→ Set task: Please gather every line in the items below that contains the word "laid" and copy each of those lines in full. Only matches with the same upper- and lowercase letters count.

→ Provided data:
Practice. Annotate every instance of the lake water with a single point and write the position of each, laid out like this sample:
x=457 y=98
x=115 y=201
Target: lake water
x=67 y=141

...

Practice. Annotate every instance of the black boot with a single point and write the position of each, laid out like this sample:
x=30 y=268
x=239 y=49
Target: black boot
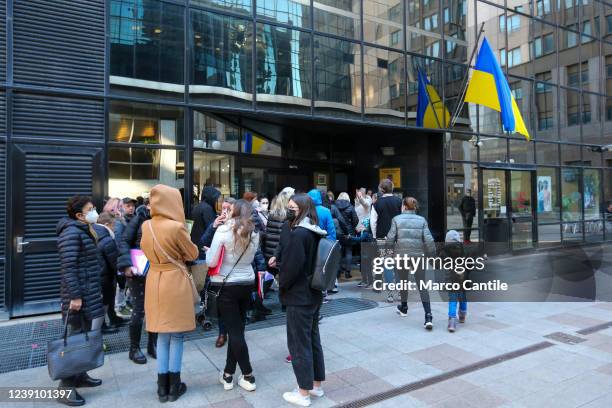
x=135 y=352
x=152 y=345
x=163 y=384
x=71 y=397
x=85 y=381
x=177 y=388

* * *

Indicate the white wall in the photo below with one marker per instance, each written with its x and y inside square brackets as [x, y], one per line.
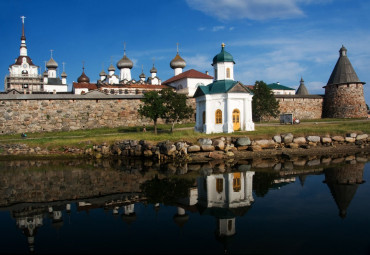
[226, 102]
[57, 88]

→ Problem solution:
Practice. Annotate every instance of the lake water with a single point and write the position of each, laid out like this sample:
Practice. Annotate every instance of the black boot with a single point and write the position of each, laid out like this sample:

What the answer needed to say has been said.